* _Aim of the exercise_
Copy every line of the material below that contains the string "stem". Uppercase and lowercase letters count as different.

* _Source material_
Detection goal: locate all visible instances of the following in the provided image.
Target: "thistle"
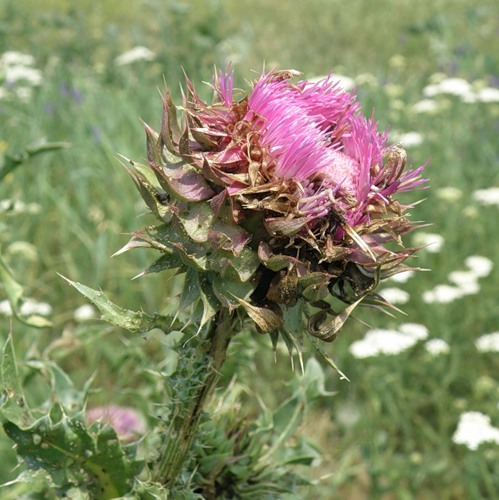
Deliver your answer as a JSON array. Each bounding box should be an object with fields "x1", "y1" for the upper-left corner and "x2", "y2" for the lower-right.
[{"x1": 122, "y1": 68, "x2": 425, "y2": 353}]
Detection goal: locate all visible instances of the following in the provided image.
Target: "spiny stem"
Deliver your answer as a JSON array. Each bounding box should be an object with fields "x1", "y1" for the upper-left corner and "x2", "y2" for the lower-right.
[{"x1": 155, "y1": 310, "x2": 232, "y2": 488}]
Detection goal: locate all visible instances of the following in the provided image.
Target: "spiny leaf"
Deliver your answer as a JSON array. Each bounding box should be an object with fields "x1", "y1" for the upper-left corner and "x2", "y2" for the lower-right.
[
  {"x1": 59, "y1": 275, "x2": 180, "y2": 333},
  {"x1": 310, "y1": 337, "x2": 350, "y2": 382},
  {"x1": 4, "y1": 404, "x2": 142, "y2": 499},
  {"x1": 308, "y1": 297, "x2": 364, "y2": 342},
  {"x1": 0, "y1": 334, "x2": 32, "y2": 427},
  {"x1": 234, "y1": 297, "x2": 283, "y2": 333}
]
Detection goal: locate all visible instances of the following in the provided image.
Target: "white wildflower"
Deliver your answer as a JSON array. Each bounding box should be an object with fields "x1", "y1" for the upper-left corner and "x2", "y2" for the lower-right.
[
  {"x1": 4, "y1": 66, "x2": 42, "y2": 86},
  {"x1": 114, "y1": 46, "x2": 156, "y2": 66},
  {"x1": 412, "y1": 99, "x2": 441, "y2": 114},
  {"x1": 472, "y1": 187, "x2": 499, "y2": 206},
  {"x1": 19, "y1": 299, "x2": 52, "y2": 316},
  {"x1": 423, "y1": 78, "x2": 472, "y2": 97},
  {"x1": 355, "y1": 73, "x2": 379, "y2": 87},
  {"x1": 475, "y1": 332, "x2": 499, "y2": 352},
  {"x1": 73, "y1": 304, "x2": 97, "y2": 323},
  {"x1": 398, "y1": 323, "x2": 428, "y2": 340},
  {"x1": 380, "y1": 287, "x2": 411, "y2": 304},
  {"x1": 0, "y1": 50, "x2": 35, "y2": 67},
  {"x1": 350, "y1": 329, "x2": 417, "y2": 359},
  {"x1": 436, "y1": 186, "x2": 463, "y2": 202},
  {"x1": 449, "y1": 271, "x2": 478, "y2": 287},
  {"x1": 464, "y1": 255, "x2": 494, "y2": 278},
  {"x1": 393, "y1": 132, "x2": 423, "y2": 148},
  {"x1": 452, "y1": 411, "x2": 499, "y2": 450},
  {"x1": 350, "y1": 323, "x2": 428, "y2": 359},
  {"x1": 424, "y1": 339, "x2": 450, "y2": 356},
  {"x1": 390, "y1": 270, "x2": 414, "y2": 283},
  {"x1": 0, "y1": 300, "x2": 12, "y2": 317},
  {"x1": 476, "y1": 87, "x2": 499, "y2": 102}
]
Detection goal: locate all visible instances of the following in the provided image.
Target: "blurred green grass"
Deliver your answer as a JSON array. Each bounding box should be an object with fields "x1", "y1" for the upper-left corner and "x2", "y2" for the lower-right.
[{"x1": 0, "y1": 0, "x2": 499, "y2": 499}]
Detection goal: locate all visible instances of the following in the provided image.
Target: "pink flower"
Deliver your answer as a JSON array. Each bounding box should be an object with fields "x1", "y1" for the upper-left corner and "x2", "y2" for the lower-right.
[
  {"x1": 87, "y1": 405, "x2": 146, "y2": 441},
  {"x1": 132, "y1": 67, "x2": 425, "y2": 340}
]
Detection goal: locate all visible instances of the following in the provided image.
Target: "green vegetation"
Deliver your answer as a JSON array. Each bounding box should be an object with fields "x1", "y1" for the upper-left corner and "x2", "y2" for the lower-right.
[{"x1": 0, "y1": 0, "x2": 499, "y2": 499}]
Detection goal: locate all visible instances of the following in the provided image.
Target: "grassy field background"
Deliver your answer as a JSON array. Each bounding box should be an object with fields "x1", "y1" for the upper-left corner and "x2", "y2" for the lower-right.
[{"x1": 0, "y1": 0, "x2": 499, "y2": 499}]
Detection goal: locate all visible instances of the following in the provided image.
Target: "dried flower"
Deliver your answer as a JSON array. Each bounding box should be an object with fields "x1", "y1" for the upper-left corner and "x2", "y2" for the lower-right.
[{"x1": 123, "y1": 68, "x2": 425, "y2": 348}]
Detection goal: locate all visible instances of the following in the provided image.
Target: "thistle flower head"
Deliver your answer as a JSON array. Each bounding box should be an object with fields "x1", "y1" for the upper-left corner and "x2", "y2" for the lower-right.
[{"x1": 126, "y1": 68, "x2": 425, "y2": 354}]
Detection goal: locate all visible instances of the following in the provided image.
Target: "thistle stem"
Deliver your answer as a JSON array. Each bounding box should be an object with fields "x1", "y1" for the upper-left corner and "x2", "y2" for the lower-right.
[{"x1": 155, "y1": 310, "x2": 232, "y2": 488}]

...

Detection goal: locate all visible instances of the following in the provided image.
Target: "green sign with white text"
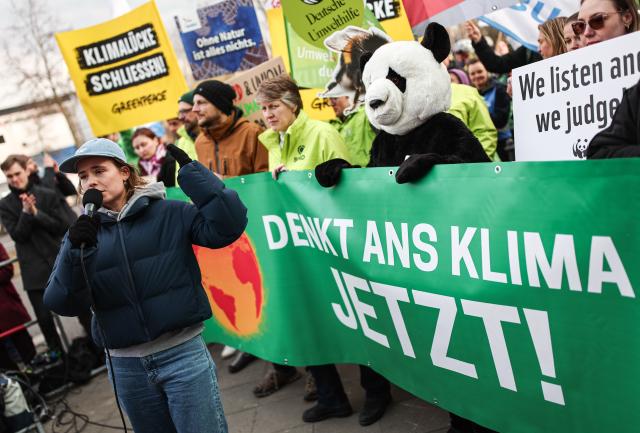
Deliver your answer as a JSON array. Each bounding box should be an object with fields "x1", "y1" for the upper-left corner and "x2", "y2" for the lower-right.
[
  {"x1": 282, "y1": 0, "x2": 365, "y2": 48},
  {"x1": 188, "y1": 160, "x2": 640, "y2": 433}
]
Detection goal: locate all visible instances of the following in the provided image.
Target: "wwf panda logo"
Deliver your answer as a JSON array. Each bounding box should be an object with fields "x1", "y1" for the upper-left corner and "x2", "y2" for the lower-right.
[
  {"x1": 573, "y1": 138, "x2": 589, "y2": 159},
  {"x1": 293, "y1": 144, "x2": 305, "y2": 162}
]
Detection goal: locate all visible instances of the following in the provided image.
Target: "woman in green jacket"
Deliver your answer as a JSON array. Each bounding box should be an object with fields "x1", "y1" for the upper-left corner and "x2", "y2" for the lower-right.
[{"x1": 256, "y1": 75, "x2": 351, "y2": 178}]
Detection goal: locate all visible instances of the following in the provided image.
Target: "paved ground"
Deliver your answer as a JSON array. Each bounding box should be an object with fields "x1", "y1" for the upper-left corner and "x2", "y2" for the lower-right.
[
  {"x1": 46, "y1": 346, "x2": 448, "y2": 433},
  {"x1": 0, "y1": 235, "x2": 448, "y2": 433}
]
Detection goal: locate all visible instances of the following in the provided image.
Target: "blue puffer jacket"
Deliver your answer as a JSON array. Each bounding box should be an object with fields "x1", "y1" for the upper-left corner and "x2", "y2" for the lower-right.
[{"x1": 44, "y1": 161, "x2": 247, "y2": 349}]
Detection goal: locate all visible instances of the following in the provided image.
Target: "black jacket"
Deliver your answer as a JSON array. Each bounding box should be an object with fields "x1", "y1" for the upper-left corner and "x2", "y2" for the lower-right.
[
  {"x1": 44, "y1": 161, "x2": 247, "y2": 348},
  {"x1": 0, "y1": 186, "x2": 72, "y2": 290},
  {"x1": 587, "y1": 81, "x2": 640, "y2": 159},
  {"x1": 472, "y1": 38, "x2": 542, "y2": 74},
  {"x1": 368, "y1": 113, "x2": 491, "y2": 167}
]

--

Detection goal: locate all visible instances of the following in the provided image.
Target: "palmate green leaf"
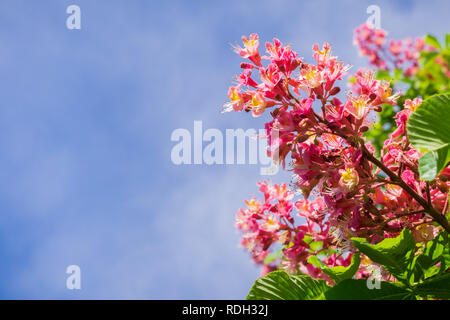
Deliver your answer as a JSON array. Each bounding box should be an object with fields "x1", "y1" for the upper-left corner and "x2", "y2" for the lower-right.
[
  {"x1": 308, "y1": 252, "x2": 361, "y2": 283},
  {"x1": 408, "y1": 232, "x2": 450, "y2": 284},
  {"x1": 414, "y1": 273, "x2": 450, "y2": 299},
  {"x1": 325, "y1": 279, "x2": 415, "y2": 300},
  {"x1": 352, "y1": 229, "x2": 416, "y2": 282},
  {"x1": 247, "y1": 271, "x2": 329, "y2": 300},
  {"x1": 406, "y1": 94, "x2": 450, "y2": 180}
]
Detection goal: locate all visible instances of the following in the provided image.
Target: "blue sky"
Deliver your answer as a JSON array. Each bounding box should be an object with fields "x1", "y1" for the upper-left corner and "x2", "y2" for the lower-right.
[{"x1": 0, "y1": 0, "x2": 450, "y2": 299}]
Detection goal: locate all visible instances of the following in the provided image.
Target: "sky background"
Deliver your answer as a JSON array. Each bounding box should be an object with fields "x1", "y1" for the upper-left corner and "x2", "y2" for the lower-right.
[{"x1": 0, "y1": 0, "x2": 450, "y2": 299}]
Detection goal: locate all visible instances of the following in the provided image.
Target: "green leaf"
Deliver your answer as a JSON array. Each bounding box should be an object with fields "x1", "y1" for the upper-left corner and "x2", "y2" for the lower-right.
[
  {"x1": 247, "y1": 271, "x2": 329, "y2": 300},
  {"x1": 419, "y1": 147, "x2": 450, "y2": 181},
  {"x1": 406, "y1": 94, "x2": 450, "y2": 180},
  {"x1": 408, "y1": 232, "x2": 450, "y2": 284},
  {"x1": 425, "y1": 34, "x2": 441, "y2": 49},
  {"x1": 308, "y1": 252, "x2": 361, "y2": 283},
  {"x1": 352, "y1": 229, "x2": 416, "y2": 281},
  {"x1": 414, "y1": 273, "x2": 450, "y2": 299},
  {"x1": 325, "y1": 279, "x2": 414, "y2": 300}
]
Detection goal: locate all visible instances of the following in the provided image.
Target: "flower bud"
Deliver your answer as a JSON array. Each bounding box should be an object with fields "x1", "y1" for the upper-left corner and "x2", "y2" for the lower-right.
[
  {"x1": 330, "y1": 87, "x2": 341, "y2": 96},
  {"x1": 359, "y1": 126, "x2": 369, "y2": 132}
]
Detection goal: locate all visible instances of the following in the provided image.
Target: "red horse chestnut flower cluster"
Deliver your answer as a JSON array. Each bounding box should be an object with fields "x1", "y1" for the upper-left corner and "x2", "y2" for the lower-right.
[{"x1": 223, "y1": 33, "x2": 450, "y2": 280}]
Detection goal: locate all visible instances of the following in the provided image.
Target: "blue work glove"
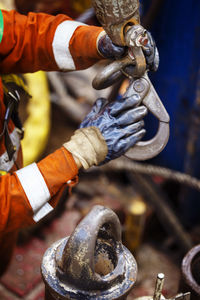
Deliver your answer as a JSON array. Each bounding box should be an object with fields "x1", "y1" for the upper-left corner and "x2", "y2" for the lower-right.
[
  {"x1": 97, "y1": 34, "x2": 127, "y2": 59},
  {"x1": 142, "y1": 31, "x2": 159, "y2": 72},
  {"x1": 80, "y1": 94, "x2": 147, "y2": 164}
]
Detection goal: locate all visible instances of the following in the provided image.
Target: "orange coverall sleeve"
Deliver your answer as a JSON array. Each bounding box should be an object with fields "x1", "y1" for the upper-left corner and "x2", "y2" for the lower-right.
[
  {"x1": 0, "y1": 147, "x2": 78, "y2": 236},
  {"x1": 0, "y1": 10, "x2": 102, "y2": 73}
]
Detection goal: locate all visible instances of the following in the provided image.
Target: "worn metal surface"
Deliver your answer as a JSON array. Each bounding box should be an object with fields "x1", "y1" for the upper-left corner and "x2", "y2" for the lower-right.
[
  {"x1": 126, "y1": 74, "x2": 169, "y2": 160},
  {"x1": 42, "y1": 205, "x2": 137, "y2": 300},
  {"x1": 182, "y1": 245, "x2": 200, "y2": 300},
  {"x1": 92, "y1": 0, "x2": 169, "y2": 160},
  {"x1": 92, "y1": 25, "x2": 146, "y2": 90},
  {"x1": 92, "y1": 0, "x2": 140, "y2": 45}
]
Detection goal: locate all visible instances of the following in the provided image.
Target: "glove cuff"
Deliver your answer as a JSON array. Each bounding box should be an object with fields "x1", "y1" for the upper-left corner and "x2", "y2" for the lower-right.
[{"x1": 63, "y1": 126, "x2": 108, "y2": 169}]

* _Exercise solution_
Target: "spiny stem"
Target: "thistle stem"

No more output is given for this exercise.